▶ **AIM**: Please find each line in the listing below that contains the word "white" and copy it out, treating uppercase and lowercase letters as different.

(Entries on locating named things)
_ _ _
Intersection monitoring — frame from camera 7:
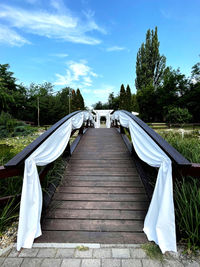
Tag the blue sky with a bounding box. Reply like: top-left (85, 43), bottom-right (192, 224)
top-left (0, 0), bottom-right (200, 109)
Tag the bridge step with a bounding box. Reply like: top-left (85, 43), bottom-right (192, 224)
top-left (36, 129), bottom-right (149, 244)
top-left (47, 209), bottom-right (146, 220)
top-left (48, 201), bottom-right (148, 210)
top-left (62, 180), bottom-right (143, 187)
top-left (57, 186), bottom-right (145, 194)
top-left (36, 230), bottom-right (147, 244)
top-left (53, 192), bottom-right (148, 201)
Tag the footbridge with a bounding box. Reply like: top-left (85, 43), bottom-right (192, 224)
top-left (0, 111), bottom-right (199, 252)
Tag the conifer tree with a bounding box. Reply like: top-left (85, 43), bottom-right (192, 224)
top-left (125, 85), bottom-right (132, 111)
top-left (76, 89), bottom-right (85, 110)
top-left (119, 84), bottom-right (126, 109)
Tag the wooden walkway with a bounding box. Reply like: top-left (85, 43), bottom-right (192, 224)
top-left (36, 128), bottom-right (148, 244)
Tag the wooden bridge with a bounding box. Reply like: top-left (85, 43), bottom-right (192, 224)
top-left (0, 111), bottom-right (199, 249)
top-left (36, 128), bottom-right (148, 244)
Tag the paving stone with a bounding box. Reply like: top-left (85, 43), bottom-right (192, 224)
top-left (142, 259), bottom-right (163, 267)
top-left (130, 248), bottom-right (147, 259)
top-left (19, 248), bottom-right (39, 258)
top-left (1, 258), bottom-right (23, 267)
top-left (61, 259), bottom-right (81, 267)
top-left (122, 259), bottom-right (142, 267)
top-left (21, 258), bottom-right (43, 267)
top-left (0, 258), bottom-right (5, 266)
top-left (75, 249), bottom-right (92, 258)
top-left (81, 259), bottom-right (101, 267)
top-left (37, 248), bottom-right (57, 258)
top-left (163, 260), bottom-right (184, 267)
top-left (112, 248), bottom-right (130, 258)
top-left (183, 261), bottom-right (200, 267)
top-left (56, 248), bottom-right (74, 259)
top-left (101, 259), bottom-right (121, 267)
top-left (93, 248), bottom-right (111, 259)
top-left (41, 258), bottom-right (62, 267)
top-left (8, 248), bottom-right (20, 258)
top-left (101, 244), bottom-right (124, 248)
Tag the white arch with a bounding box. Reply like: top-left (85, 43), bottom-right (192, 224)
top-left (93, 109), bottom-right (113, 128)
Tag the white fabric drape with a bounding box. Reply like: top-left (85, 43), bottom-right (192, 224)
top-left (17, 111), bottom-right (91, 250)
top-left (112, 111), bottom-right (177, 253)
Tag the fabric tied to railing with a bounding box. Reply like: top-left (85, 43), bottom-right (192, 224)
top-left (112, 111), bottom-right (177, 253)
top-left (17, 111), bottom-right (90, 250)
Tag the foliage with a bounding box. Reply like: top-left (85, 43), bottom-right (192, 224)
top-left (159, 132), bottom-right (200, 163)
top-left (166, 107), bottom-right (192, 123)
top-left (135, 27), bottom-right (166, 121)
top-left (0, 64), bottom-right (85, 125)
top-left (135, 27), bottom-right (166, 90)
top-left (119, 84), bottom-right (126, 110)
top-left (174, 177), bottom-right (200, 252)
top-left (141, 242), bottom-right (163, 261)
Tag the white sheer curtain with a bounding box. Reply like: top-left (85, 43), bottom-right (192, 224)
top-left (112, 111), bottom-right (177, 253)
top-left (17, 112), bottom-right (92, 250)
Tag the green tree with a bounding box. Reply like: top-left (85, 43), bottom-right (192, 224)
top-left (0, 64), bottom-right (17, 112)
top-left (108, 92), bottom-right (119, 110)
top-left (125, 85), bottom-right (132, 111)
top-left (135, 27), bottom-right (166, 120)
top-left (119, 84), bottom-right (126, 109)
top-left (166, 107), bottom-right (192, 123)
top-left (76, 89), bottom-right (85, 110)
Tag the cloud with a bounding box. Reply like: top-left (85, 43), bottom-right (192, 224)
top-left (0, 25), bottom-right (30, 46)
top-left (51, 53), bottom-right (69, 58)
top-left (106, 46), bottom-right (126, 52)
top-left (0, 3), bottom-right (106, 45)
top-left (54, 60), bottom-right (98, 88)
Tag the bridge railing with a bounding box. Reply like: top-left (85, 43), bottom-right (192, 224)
_ _ _
▶ **FINISHED EXERCISE**:
Tag the white arch with a bounding box. Reply like: top-left (85, 43), bottom-right (192, 224)
Tag the white fabric drape with a bounding box. Reply like: top-left (85, 43), bottom-right (192, 224)
Tag the white sheer curtain with a bounding box. Reply like: top-left (85, 43), bottom-right (192, 224)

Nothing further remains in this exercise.